---- DATA FOR THE TASK
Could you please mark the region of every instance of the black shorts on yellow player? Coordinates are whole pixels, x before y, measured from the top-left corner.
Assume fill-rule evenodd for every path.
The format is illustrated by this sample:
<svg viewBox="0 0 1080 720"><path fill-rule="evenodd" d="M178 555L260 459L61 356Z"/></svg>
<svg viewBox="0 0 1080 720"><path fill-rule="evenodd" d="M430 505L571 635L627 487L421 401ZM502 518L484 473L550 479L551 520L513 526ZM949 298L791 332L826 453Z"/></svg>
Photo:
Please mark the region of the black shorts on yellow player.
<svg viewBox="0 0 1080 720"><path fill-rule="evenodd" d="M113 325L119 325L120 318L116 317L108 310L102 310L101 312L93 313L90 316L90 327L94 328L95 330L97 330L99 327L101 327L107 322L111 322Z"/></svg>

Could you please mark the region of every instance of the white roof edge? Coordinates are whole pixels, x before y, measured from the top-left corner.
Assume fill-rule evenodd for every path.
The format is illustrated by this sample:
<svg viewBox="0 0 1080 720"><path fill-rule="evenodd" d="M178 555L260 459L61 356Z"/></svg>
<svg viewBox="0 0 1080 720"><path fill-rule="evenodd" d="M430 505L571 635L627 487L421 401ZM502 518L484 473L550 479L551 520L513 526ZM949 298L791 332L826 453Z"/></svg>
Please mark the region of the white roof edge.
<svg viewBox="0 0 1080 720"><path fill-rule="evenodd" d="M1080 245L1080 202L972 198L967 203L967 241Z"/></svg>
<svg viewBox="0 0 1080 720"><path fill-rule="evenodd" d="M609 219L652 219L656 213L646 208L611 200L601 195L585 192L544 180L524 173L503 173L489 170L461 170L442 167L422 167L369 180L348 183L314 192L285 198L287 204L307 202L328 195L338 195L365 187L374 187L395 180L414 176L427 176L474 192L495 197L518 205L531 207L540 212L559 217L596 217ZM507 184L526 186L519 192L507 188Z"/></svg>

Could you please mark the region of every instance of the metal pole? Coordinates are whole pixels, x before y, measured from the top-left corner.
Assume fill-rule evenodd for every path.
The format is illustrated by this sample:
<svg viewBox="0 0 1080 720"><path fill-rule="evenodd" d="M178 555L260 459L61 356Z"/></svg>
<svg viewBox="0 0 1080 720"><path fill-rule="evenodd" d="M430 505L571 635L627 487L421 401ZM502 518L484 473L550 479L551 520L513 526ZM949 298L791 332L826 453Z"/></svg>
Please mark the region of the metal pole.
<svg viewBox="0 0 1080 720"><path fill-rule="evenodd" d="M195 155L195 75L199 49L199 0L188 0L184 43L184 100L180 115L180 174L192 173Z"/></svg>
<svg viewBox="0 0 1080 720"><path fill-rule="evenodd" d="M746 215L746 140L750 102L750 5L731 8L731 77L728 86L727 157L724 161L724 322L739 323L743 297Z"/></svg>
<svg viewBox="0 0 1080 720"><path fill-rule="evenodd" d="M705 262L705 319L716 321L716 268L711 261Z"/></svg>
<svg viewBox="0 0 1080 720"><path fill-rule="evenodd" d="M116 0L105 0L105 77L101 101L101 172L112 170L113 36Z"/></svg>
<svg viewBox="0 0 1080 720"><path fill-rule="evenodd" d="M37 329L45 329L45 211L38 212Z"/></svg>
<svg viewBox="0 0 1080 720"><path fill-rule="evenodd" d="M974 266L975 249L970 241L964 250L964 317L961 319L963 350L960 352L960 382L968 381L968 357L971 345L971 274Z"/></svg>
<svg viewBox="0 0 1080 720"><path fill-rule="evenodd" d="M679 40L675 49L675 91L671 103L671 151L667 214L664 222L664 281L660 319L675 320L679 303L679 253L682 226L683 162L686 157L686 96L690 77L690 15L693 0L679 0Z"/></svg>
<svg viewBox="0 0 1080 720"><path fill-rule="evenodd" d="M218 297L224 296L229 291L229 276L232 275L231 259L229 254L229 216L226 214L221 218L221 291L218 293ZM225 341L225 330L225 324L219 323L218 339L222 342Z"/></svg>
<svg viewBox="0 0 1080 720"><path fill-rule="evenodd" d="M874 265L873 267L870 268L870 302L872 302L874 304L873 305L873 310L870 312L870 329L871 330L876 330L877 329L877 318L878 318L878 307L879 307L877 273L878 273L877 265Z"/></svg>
--------
EXERCISE DESCRIPTION
A complete, exact copy of the records is what is needed.

WORKED SOLUTION
Could you please mark the region of every instance of the black shorts on yellow player? Coordinates are whole pixels, x before y, measured from the top-left corner.
Assume fill-rule evenodd for every path.
The format is illustrated by this sample:
<svg viewBox="0 0 1080 720"><path fill-rule="evenodd" d="M178 555L260 459L61 356Z"/></svg>
<svg viewBox="0 0 1080 720"><path fill-rule="evenodd" d="M430 505L571 635L627 487L421 401ZM502 518L484 473L550 479L551 520L513 526ZM949 298L791 332L826 453Z"/></svg>
Photo:
Please mark the region of the black shorts on yellow player.
<svg viewBox="0 0 1080 720"><path fill-rule="evenodd" d="M113 325L119 325L120 318L116 317L108 310L102 310L101 312L93 313L90 316L90 327L94 328L95 330L97 330L99 327L101 327L107 322L111 322Z"/></svg>

Could you please mark the region of every instance of the white roof edge? Coordinates are whole pixels, x before y, measured from the top-left corner.
Assume fill-rule evenodd for every path.
The format is illustrated by this sample:
<svg viewBox="0 0 1080 720"><path fill-rule="evenodd" d="M178 555L260 459L61 356Z"/></svg>
<svg viewBox="0 0 1080 720"><path fill-rule="evenodd" d="M430 505L571 635L627 487L421 401ZM502 518L484 473L550 479L551 520L513 526ZM949 298L791 332L826 453Z"/></svg>
Please mark the region of the white roof edge.
<svg viewBox="0 0 1080 720"><path fill-rule="evenodd" d="M1080 245L1080 202L972 198L967 203L967 241Z"/></svg>
<svg viewBox="0 0 1080 720"><path fill-rule="evenodd" d="M609 219L652 219L656 213L646 208L611 200L601 195L585 192L544 180L524 173L503 173L489 170L461 170L442 167L422 167L369 180L348 183L314 192L285 198L287 204L307 202L328 195L338 195L365 187L374 187L395 180L414 176L427 176L474 192L495 197L518 205L531 207L540 212L559 217L596 217ZM507 184L526 186L519 192L507 188Z"/></svg>

Could you please mark the region of every instance of the metal pole? Coordinates are whole pixels, x before y, measured from the top-left corner.
Assume fill-rule evenodd for every path.
The format is illustrated by this sample:
<svg viewBox="0 0 1080 720"><path fill-rule="evenodd" d="M178 555L260 459L61 356Z"/></svg>
<svg viewBox="0 0 1080 720"><path fill-rule="evenodd" d="M430 505L571 635L627 487L421 401ZM502 518L484 473L550 479L551 520L513 526ZM949 298L791 332L826 453Z"/></svg>
Please mark the region of the metal pole.
<svg viewBox="0 0 1080 720"><path fill-rule="evenodd" d="M195 155L195 75L199 49L199 0L188 0L184 43L184 100L180 115L180 174L192 173Z"/></svg>
<svg viewBox="0 0 1080 720"><path fill-rule="evenodd" d="M746 215L746 140L750 102L750 5L731 8L731 77L728 86L727 157L724 161L724 322L739 323L743 297Z"/></svg>
<svg viewBox="0 0 1080 720"><path fill-rule="evenodd" d="M705 262L705 319L716 321L716 268L711 261Z"/></svg>
<svg viewBox="0 0 1080 720"><path fill-rule="evenodd" d="M116 0L105 0L105 77L101 101L101 172L112 170L113 36Z"/></svg>
<svg viewBox="0 0 1080 720"><path fill-rule="evenodd" d="M37 329L45 329L45 211L38 212Z"/></svg>
<svg viewBox="0 0 1080 720"><path fill-rule="evenodd" d="M974 266L975 249L970 241L964 250L964 317L961 319L963 350L960 352L960 382L968 381L968 357L971 345L971 274Z"/></svg>
<svg viewBox="0 0 1080 720"><path fill-rule="evenodd" d="M679 40L675 49L675 91L671 103L671 151L667 214L664 222L664 281L660 319L675 320L679 303L679 253L682 226L683 162L686 157L686 96L690 77L690 15L693 0L679 0Z"/></svg>
<svg viewBox="0 0 1080 720"><path fill-rule="evenodd" d="M218 297L224 296L229 291L229 276L232 275L231 259L229 254L229 216L226 214L221 218L221 291L218 293ZM225 341L225 330L225 324L219 323L218 339L222 342Z"/></svg>
<svg viewBox="0 0 1080 720"><path fill-rule="evenodd" d="M874 265L873 267L870 268L870 302L872 302L874 304L873 305L873 310L870 312L870 329L871 330L876 330L877 329L877 318L878 318L878 307L879 307L877 273L878 273L877 265Z"/></svg>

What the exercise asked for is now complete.